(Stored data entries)
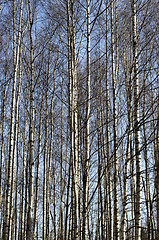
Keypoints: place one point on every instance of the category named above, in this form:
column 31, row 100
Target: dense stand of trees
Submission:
column 79, row 122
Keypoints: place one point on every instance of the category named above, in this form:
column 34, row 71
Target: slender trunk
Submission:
column 86, row 161
column 116, row 200
column 31, row 133
column 136, row 127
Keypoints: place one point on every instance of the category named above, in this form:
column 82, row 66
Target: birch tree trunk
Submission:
column 116, row 201
column 136, row 127
column 86, row 161
column 31, row 133
column 11, row 160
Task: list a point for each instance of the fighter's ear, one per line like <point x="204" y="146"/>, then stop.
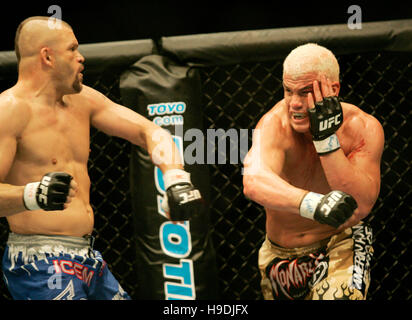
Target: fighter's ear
<point x="46" y="56"/>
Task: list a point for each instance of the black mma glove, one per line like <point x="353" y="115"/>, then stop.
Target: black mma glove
<point x="333" y="208"/>
<point x="48" y="194"/>
<point x="181" y="199"/>
<point x="325" y="119"/>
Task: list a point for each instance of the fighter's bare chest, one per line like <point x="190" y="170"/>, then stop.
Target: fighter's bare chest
<point x="57" y="135"/>
<point x="303" y="169"/>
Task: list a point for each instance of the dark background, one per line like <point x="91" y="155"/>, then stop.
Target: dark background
<point x="118" y="20"/>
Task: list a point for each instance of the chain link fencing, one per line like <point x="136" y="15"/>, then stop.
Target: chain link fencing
<point x="236" y="96"/>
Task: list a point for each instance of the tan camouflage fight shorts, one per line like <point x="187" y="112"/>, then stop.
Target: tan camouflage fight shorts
<point x="337" y="268"/>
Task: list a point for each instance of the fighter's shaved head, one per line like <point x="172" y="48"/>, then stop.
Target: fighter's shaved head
<point x="32" y="34"/>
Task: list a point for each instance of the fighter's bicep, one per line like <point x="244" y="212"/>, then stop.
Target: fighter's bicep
<point x="8" y="147"/>
<point x="366" y="155"/>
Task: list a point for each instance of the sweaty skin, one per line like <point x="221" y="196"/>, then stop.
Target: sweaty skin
<point x="283" y="165"/>
<point x="45" y="124"/>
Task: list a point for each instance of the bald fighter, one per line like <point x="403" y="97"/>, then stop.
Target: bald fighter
<point x="314" y="166"/>
<point x="45" y="121"/>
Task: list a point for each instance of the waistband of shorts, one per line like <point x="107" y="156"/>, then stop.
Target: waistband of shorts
<point x="300" y="251"/>
<point x="38" y="241"/>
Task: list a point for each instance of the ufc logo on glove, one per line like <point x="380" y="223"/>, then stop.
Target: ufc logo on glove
<point x="327" y="124"/>
<point x="190" y="196"/>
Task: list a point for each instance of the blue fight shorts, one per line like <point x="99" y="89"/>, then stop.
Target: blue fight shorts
<point x="41" y="267"/>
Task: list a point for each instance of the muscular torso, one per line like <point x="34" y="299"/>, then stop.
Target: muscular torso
<point x="54" y="139"/>
<point x="302" y="168"/>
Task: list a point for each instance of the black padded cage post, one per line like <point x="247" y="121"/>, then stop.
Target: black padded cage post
<point x="242" y="79"/>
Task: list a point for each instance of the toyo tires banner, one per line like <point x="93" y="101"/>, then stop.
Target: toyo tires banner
<point x="176" y="261"/>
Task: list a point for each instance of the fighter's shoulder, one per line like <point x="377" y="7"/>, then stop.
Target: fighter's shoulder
<point x="90" y="98"/>
<point x="14" y="110"/>
<point x="357" y="120"/>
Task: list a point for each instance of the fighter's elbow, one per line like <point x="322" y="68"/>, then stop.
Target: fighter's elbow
<point x="249" y="186"/>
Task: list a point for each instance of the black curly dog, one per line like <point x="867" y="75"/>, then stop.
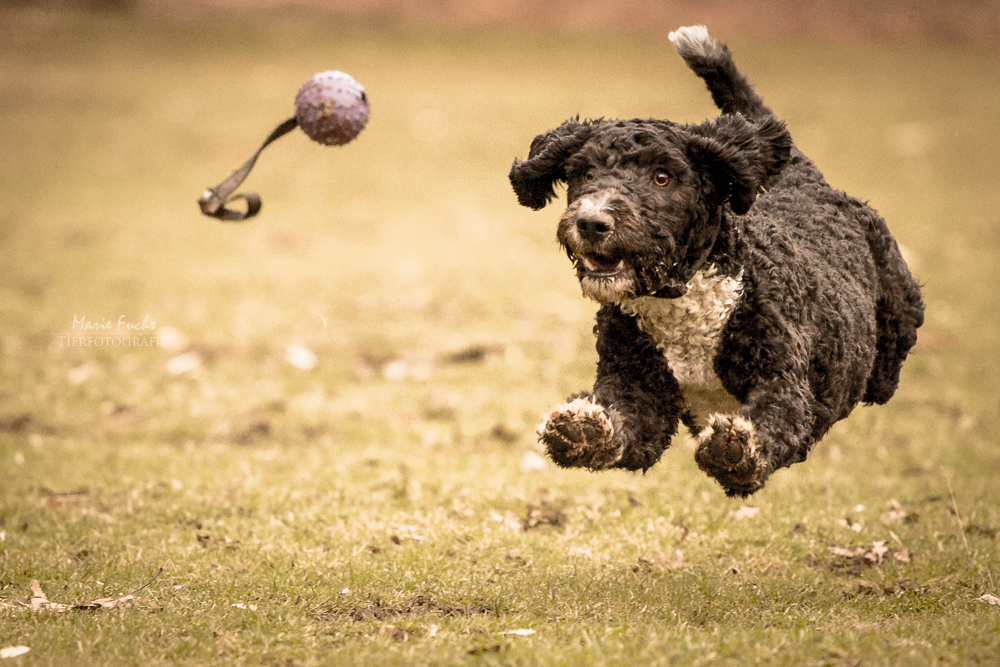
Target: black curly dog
<point x="742" y="295"/>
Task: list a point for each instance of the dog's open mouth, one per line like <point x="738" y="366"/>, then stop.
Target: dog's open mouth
<point x="596" y="265"/>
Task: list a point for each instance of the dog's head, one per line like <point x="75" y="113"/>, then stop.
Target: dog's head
<point x="646" y="198"/>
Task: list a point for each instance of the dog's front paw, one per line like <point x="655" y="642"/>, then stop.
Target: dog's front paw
<point x="580" y="434"/>
<point x="727" y="450"/>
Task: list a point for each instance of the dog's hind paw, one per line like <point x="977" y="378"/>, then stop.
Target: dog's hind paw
<point x="727" y="450"/>
<point x="580" y="434"/>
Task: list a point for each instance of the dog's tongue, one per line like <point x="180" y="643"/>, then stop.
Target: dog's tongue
<point x="600" y="263"/>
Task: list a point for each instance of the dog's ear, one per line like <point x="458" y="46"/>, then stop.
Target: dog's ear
<point x="534" y="179"/>
<point x="742" y="156"/>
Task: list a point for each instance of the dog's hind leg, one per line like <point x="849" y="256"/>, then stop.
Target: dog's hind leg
<point x="713" y="62"/>
<point x="633" y="411"/>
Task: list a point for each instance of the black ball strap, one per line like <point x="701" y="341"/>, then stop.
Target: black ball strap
<point x="213" y="201"/>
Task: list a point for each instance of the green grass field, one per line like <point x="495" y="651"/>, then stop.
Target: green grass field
<point x="377" y="509"/>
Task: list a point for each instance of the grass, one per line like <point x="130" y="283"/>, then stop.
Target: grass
<point x="375" y="509"/>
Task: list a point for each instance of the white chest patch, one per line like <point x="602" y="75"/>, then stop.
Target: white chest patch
<point x="687" y="331"/>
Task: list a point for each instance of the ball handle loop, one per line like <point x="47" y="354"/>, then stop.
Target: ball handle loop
<point x="213" y="201"/>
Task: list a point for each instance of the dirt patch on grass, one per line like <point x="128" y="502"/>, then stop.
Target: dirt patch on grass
<point x="421" y="605"/>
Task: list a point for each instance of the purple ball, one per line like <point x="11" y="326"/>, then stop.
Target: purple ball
<point x="331" y="107"/>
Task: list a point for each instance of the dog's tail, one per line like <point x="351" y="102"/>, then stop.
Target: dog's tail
<point x="713" y="62"/>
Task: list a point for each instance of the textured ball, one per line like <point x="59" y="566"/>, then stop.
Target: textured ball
<point x="331" y="107"/>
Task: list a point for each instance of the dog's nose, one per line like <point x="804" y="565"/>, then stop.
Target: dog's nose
<point x="594" y="225"/>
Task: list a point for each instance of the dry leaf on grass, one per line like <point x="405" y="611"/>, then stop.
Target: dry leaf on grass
<point x="896" y="515"/>
<point x="394" y="632"/>
<point x="875" y="555"/>
<point x="13" y="651"/>
<point x="745" y="512"/>
<point x="40" y="601"/>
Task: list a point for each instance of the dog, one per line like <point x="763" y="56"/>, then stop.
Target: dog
<point x="740" y="294"/>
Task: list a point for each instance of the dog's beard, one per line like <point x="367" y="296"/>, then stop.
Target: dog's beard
<point x="608" y="289"/>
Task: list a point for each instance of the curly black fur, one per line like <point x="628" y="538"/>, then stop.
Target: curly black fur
<point x="821" y="313"/>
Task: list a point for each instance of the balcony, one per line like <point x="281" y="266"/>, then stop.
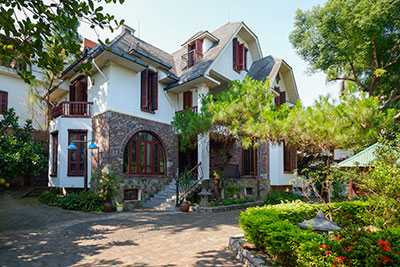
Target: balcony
<point x="191" y="58"/>
<point x="76" y="109"/>
<point x="194" y="109"/>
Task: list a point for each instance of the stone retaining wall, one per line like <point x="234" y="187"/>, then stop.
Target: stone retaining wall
<point x="229" y="207"/>
<point x="248" y="257"/>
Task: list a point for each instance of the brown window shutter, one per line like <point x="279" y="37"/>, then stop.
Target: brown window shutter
<point x="241" y="57"/>
<point x="144" y="89"/>
<point x="235" y="53"/>
<point x="282" y="96"/>
<point x="154" y="93"/>
<point x="286" y="158"/>
<point x="3" y="101"/>
<point x="245" y="58"/>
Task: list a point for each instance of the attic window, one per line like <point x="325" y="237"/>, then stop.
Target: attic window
<point x="194" y="54"/>
<point x="239" y="55"/>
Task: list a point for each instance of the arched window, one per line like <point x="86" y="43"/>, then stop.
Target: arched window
<point x="144" y="154"/>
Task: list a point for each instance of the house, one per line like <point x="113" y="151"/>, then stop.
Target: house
<point x="127" y="104"/>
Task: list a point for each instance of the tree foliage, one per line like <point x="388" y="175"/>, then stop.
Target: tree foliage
<point x="19" y="153"/>
<point x="353" y="40"/>
<point x="28" y="28"/>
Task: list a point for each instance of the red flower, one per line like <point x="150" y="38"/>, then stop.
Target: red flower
<point x="383" y="243"/>
<point x="386" y="259"/>
<point x="340" y="259"/>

■ What you will do: As listed above, the lines from the line with "Task: list a point for each instance of the ufc" to the line with "Task: list a point for each instance of the muscular" are to be echoed exactly, with both ends included and nothing added.

■ Task answer:
Task: list a point for each instance of the ufc logo on glove, one per line like <point x="380" y="223"/>, then stop.
Target: ufc logo on glove
<point x="327" y="124"/>
<point x="190" y="196"/>
Task: list a point for each instance of the blue fight shorts, one per line like <point x="99" y="89"/>, then stop.
Target: blue fight shorts
<point x="41" y="267"/>
Task: list a point for each instance of the muscular torso, one per line like <point x="34" y="299"/>, then stop.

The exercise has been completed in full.